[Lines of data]

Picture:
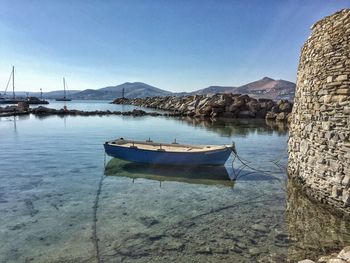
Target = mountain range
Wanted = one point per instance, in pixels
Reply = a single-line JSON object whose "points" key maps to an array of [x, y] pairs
{"points": [[263, 88]]}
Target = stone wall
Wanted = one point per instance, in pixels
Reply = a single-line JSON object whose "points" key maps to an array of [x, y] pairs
{"points": [[319, 147]]}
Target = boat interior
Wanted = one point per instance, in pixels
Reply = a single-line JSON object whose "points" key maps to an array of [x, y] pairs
{"points": [[168, 147]]}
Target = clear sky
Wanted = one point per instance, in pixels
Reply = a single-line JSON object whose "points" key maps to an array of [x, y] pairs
{"points": [[177, 45]]}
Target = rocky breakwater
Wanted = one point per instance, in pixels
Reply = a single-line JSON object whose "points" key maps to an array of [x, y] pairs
{"points": [[319, 146], [218, 105]]}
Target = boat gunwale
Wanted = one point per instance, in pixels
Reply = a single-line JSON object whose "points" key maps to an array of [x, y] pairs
{"points": [[202, 148]]}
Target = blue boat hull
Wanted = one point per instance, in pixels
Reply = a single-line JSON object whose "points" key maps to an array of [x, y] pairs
{"points": [[168, 158]]}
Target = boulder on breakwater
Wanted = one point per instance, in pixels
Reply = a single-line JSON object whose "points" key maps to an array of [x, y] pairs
{"points": [[217, 105]]}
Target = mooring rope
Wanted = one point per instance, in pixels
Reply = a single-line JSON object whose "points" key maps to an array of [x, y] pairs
{"points": [[95, 238], [245, 163]]}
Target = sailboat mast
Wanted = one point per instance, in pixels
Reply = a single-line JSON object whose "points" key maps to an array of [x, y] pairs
{"points": [[13, 81], [64, 88]]}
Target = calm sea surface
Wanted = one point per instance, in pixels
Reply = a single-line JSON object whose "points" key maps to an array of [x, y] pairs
{"points": [[63, 200]]}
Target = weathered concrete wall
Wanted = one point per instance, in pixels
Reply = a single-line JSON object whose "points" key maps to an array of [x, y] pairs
{"points": [[319, 147]]}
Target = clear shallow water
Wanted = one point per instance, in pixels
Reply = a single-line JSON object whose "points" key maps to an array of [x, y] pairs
{"points": [[51, 169], [91, 105]]}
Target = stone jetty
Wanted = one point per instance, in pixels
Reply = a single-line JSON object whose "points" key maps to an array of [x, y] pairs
{"points": [[225, 105]]}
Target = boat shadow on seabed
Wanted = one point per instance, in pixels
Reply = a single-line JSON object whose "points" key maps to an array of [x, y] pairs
{"points": [[207, 175]]}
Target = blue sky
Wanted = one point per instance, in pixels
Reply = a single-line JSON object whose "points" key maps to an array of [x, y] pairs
{"points": [[178, 45]]}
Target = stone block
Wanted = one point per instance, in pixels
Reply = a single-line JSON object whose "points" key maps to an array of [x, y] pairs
{"points": [[342, 77]]}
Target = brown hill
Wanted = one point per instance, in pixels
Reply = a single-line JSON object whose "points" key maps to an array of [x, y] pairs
{"points": [[263, 88]]}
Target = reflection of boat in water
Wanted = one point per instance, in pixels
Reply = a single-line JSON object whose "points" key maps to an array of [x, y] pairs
{"points": [[210, 175], [170, 154]]}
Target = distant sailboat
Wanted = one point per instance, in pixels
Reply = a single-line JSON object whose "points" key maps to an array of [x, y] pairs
{"points": [[64, 92], [14, 100], [6, 100]]}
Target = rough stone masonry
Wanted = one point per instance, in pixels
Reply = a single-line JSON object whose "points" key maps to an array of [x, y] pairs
{"points": [[319, 147]]}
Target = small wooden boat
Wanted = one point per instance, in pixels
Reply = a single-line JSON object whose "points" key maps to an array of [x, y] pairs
{"points": [[168, 153]]}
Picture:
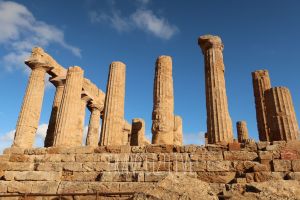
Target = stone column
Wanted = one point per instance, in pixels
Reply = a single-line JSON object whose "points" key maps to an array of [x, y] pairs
{"points": [[29, 116], [137, 132], [59, 83], [178, 130], [92, 138], [68, 120], [113, 119], [261, 83], [281, 117], [242, 131], [219, 125], [163, 102]]}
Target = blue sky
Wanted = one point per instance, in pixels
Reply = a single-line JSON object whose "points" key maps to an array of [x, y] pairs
{"points": [[91, 34]]}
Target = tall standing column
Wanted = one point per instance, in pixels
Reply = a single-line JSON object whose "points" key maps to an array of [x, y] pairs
{"points": [[113, 119], [68, 118], [178, 139], [261, 83], [92, 137], [59, 83], [242, 131], [29, 116], [137, 132], [163, 102], [219, 125], [281, 115]]}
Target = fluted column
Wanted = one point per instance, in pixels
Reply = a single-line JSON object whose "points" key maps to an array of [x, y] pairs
{"points": [[137, 132], [261, 83], [113, 119], [59, 83], [69, 112], [219, 125], [29, 115], [242, 131], [178, 139], [92, 138], [163, 102], [281, 117]]}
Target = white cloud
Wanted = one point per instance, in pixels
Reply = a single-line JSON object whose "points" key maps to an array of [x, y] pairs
{"points": [[146, 20], [142, 19], [20, 31]]}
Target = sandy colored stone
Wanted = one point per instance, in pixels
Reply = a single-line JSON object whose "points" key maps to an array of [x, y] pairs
{"points": [[219, 124], [59, 83], [113, 117], [137, 132], [29, 115], [242, 131], [68, 121], [178, 135], [261, 82], [177, 186], [281, 116], [163, 102], [93, 133]]}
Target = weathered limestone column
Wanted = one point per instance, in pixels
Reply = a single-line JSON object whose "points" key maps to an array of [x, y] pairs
{"points": [[59, 83], [137, 132], [242, 131], [219, 125], [281, 117], [66, 127], [261, 83], [29, 116], [113, 119], [163, 102], [92, 138], [178, 139]]}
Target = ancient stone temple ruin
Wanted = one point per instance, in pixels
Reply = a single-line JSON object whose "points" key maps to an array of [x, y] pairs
{"points": [[119, 162]]}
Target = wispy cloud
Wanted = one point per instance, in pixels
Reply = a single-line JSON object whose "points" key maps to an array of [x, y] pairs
{"points": [[20, 31], [142, 18]]}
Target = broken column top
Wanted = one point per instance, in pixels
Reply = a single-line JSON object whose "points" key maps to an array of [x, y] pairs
{"points": [[210, 41], [260, 73]]}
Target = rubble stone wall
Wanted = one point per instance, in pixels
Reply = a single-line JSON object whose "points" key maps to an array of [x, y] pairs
{"points": [[132, 168]]}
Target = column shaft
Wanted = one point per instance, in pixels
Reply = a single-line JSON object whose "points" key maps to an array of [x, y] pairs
{"points": [[281, 115], [69, 112], [163, 102], [219, 125], [261, 83], [29, 116], [242, 131], [59, 84], [113, 119], [92, 138]]}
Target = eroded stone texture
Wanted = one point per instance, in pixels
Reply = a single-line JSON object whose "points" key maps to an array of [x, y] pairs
{"points": [[113, 119], [137, 132], [59, 83], [261, 83], [68, 118], [281, 117], [242, 131], [219, 125], [92, 138], [178, 139], [163, 102], [29, 116]]}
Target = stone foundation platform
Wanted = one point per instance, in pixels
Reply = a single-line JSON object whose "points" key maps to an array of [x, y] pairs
{"points": [[132, 169]]}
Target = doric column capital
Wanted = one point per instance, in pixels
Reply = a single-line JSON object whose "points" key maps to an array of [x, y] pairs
{"points": [[58, 81], [210, 41]]}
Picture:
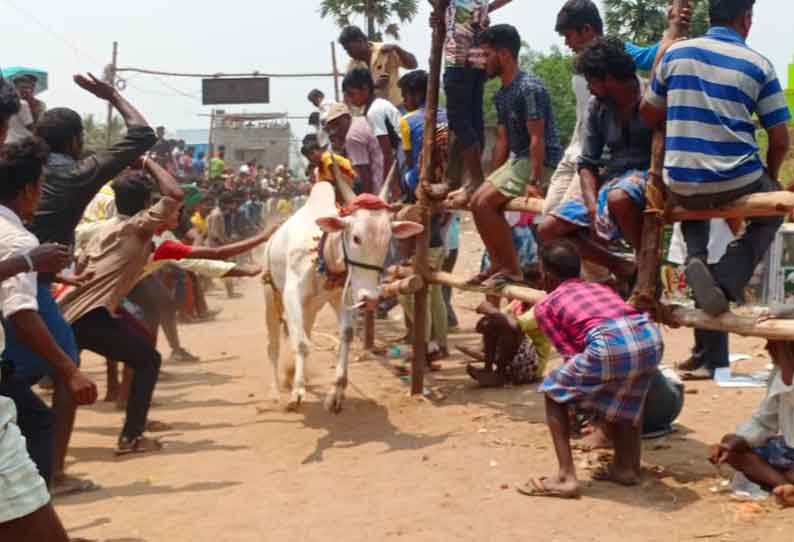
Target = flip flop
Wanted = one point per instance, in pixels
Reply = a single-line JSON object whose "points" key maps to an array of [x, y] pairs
{"points": [[154, 426], [605, 473], [707, 293], [536, 488], [73, 486], [140, 445], [699, 374]]}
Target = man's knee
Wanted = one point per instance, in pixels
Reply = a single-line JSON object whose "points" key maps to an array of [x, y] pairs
{"points": [[619, 202]]}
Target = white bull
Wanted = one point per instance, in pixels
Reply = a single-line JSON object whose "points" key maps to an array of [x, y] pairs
{"points": [[295, 288]]}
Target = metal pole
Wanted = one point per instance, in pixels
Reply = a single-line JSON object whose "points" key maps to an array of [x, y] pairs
{"points": [[111, 81], [421, 259], [336, 72]]}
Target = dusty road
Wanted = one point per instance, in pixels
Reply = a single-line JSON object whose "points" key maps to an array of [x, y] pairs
{"points": [[235, 469]]}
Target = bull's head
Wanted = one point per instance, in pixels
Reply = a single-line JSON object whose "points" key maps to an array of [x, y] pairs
{"points": [[366, 234]]}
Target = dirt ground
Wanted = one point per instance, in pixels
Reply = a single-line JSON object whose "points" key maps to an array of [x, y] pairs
{"points": [[389, 467]]}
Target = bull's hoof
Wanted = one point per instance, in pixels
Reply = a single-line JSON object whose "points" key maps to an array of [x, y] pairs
{"points": [[295, 401], [333, 403]]}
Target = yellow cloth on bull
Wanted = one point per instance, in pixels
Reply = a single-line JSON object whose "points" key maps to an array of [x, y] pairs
{"points": [[199, 222], [529, 325], [102, 207]]}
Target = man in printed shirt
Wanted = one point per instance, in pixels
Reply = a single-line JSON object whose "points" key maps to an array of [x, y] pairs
{"points": [[707, 91], [382, 60], [611, 353], [612, 197], [526, 151], [26, 514], [464, 86], [115, 258], [355, 137], [763, 448]]}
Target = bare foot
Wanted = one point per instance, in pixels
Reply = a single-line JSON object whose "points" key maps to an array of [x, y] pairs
{"points": [[553, 486], [608, 473], [785, 495]]}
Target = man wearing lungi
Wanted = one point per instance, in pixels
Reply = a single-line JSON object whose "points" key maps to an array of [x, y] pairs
{"points": [[611, 352]]}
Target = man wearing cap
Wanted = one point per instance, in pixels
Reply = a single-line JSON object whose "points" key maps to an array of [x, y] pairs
{"points": [[20, 125], [355, 138]]}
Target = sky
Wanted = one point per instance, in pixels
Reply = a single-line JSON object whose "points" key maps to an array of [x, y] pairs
{"points": [[269, 36]]}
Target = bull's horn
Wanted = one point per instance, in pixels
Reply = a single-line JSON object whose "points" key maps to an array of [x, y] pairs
{"points": [[347, 193], [385, 189]]}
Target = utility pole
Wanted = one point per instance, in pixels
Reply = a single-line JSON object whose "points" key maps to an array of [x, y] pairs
{"points": [[371, 19], [336, 72], [110, 77]]}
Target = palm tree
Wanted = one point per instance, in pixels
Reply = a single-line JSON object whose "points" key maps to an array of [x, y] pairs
{"points": [[383, 16]]}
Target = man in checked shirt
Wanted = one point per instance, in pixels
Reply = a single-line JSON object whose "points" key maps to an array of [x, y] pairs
{"points": [[611, 352]]}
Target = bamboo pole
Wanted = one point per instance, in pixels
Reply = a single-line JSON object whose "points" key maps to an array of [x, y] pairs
{"points": [[766, 204], [649, 256], [405, 286], [421, 260]]}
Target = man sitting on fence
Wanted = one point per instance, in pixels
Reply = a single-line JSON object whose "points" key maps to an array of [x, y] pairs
{"points": [[613, 198], [707, 91], [611, 353], [526, 151]]}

Stated exercise ▸
Your task is to output exactly the lines running from the one with "Target = man in checked shirt" through the final line of the material above, with both ends included.

Output below ▸
Target = man in checked shirt
Wanted = one point per instance, in pixels
Reply = a single-line JSON object whose "points" key maps to an array of [x, y] pairs
{"points": [[611, 352]]}
Target = bamboo pole
Wanted = one point per instance, in pixels
Reply = a single-line JSON object whose "points" key maps to an array of [x, y] pairs
{"points": [[766, 204], [649, 256], [405, 286], [421, 260]]}
Target = man sitting on fence
Wanted = one point per instance, in pixels
Reply = a single-line JSON object whose "points" key maps to an array of [x, y] pairs
{"points": [[613, 198], [707, 91], [611, 353], [526, 151]]}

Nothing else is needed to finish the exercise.